### AIM 1
According to the piece on ballet for boys, why can ballet help boys with other activities and sports? Answer in one to three sentences.
### AIM 2
In the piece on ballet for boys, what does the term "pas de deux" mean?
### AIM 3
Pick up the piece on ballet for boys after its last sentence and write what comes next.

### PAGE
When we hear the word ballet, most of us think of girls in pink tutus and women dancing on their toes. Let’s put a stop to that misconception now, and highlight one of the most important parts of classical ballet as an art – the male dancer. What would a pas de deux (partner dance, or ‘step of two’) be without the role of the male dancer? And have you seen the solos of Dorian Plasse and Mingyang Xie? They demonstrate absolute artistry, strength and passion by male dancers (scroll down to watch them).
Benefits of ballet – for boys!
So let’s break it down. Since ballet is for boys, too, what benefits can boys reap from attending ballet classes as they grow up? Here are a few examples.
Crossover activities: Ballet increases strength, flexibility and endurance. This can be helpful with other activities and sports, as well as being a great way to prevent injury.
Unleash the artist inside: Ballet, like other dance forms, allows students to express sides of themselves that they might not otherwise be able to show. For some, it might be an artistic streak they are just waiting to awaken, and for others, it may be a boost in confidence that they need. Dance is a great wait to channel emotions – something which boys are traditionally not taught to do.

### ITEMS
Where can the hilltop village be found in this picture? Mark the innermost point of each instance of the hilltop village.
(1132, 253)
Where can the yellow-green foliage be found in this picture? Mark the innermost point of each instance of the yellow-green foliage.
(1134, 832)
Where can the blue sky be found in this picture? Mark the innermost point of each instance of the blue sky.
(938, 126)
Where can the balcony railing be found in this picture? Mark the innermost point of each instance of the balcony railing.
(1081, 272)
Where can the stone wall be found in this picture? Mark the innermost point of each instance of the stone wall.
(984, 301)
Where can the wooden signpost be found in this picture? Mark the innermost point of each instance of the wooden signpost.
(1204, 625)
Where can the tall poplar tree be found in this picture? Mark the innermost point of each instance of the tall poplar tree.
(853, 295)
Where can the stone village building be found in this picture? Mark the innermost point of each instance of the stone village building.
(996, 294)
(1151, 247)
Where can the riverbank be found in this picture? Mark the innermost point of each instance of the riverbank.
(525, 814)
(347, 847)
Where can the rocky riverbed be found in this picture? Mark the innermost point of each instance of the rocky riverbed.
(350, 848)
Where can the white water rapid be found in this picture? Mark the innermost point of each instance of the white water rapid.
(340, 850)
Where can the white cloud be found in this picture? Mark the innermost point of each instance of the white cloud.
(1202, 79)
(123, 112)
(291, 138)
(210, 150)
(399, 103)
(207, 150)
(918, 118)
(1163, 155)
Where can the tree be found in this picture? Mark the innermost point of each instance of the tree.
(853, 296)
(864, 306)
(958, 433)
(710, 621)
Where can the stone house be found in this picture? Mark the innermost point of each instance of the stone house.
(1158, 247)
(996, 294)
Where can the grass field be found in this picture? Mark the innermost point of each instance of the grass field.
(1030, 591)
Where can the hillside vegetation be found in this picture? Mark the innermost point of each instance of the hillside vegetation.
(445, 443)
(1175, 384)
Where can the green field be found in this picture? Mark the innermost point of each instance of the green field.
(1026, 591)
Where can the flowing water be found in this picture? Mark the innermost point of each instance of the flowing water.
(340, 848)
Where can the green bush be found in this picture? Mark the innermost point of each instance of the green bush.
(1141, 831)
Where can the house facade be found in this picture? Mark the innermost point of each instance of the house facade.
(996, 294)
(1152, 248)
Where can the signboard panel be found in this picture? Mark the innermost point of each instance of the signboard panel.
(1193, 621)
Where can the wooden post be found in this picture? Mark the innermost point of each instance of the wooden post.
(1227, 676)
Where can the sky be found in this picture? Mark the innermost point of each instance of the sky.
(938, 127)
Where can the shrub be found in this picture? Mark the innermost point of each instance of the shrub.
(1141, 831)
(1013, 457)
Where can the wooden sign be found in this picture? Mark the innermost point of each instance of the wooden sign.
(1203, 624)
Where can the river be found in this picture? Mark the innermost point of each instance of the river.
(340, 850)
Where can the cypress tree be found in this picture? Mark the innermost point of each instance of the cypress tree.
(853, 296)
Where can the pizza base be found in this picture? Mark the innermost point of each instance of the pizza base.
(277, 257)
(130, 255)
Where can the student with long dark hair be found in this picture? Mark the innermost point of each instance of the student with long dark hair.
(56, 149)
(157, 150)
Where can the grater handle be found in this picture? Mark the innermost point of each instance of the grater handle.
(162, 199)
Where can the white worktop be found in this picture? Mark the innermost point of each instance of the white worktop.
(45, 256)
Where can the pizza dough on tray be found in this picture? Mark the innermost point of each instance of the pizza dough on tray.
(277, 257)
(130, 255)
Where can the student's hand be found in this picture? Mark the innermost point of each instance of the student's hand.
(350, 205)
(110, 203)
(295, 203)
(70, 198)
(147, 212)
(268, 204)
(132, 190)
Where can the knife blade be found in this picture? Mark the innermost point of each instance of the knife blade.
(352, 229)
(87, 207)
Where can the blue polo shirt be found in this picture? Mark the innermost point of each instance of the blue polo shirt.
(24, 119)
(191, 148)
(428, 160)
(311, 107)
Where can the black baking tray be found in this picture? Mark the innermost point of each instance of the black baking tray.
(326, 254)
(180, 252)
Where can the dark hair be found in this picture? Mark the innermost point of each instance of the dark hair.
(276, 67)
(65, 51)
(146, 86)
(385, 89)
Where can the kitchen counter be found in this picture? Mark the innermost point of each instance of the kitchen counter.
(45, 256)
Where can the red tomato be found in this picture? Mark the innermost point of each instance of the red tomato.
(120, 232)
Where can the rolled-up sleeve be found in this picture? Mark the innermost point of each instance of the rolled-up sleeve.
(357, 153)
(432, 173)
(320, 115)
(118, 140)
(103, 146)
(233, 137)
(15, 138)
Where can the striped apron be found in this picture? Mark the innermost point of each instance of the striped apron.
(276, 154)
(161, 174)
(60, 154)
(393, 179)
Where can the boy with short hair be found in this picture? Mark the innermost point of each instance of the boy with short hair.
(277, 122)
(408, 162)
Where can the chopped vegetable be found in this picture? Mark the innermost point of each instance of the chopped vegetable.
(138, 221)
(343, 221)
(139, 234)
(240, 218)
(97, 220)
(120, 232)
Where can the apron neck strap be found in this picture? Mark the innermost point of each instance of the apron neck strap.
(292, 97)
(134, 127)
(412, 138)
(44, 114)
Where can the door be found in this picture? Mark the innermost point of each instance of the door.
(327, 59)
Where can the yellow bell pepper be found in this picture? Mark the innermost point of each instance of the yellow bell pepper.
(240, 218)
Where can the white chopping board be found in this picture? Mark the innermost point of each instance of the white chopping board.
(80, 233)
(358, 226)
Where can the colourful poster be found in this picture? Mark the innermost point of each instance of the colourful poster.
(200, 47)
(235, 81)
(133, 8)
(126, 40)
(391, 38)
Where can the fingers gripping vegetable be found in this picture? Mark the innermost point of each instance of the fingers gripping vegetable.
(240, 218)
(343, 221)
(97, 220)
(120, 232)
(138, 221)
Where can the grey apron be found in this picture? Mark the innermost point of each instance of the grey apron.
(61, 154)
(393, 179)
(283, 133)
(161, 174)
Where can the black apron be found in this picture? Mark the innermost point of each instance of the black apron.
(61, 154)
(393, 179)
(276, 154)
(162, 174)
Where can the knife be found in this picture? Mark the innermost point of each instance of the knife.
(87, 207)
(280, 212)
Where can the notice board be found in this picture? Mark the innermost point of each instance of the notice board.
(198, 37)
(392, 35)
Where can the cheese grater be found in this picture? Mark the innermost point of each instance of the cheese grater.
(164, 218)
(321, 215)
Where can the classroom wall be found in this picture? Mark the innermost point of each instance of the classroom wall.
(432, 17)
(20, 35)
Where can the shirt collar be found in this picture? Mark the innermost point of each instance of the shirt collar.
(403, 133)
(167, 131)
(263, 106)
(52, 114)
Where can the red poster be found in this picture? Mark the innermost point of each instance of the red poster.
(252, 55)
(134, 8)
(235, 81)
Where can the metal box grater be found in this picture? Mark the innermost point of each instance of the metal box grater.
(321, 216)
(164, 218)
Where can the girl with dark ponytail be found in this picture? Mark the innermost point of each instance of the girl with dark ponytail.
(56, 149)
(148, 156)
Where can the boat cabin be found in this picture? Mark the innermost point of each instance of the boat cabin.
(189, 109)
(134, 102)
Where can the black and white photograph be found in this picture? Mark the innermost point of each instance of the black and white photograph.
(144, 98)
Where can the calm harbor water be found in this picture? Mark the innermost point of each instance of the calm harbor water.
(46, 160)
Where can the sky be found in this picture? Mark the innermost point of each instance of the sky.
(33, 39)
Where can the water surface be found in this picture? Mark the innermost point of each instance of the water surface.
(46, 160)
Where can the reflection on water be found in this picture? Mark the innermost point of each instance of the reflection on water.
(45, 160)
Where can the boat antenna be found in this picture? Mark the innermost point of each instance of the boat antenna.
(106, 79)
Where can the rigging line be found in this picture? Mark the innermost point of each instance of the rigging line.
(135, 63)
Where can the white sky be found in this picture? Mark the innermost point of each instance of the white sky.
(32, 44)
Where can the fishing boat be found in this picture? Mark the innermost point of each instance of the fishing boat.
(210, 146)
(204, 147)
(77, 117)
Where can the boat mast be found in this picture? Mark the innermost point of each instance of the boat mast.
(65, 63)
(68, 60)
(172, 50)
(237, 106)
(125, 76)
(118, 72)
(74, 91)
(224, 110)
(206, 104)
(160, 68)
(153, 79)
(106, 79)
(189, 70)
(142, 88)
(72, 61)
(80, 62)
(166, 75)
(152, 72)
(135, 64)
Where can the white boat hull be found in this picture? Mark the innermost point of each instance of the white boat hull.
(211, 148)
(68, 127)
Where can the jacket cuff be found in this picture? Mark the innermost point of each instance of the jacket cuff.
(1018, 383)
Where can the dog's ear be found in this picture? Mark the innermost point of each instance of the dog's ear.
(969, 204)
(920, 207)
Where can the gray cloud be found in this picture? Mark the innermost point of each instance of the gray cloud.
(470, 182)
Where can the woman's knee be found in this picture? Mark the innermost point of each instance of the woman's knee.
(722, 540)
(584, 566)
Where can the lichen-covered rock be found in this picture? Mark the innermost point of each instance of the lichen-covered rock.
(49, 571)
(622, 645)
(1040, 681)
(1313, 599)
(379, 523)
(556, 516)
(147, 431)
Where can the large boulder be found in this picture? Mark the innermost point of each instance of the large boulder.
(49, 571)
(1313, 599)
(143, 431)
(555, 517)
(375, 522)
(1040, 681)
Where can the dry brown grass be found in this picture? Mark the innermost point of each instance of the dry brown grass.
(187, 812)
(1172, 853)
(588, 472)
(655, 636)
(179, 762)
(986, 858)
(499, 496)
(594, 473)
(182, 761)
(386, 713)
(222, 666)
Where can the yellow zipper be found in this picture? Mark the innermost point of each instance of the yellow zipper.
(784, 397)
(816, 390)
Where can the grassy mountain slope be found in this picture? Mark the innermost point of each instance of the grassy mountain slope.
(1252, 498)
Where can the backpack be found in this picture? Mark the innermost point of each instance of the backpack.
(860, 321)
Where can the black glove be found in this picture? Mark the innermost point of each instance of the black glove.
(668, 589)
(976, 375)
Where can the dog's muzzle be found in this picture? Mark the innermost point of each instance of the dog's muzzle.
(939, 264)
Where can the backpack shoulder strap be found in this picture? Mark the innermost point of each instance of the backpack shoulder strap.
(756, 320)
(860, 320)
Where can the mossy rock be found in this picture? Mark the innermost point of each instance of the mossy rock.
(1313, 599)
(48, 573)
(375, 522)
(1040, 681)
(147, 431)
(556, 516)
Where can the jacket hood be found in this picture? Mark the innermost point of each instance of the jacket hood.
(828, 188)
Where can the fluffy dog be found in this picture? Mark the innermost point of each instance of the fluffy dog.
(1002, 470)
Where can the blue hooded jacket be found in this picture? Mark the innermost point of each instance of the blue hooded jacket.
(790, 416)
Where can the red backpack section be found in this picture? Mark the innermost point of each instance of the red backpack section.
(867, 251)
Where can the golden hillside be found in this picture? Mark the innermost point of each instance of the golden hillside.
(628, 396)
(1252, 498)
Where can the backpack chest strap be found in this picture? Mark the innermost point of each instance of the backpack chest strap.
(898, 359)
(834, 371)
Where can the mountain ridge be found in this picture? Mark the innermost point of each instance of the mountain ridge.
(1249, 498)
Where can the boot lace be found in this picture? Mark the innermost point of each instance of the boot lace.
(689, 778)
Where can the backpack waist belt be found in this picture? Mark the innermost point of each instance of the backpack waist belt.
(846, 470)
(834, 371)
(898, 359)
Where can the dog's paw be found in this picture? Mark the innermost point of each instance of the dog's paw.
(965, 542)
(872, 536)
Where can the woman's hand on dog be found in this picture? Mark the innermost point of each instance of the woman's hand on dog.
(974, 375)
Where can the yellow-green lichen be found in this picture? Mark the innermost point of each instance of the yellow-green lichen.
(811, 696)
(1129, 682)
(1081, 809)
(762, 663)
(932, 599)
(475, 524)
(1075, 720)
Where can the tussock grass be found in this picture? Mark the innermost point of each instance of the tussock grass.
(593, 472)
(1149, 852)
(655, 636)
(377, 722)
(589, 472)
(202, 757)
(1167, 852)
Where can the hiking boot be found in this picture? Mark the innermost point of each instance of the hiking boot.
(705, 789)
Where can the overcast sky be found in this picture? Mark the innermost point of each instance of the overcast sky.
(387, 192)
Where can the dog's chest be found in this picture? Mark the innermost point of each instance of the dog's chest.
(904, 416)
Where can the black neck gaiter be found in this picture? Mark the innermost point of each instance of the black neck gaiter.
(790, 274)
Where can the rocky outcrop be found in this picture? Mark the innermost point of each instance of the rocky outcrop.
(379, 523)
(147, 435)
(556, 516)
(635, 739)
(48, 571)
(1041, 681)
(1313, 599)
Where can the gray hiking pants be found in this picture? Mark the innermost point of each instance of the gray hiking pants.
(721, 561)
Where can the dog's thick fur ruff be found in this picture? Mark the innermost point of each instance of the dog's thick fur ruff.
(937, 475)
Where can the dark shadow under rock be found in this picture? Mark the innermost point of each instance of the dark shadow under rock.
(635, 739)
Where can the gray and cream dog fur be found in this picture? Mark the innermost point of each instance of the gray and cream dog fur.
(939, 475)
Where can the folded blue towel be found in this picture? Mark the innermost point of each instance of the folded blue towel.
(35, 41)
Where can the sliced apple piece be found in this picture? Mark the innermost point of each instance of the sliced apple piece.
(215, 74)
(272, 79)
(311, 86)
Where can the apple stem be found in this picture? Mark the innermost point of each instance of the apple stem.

### EXPECTED OUTPUT 1
Ballet builds strength, flexibility and endurance. Those gains carry over to other activities and sports and also help prevent injury.

### EXPECTED OUTPUT 2
A partner dance, or "step of two."

### EXPECTED OUTPUT 3
Instilling values and skills for life: Ballet is renowned for its discipline, but it will also instil a good work ethic, resilience, perseverance, commitment, team work, creativity and self motivation in boys.
To hear from two male dancers of the vocational Swedish Royal Ballet School on how ballet training affects them, watch the clip below.
My Son Dances – What Next?
So, if your son does ballet, how could he use the skills he gains through dance in his future?
There are many possibilities for potential careers for boys in ballet, both within the arts and outside. The first, and most obvious (but not easiest one), is to become a professional dancer in ballet or another dance genre. This will take dedication, time and perseverance. Take a look at this video of the Canadian National Ballet School’s students and boys classes to get another glimpse into the vocational ballet world.
What about boys dancing in India?
Many former male TLFCB students have successful careers in the arts, for example:
- TLFCB alumni Rahul Pradeep (5 years with TLFCB) attended full time vocational school Ballet West in Scotland (link), as well as the Royal Scottish Conservatoire to further his studies. He currently performs in London, UK.
- Anand Dhanakoti (10 years with TLFCB) attended the Contemporary Dance School Hamburg (link) for three years, and is now performing and teaching around Europe. He remains based in Hamburg, but plans to return to India to start a dance school of his own.
What if we’re not thinking of a career in professional dance?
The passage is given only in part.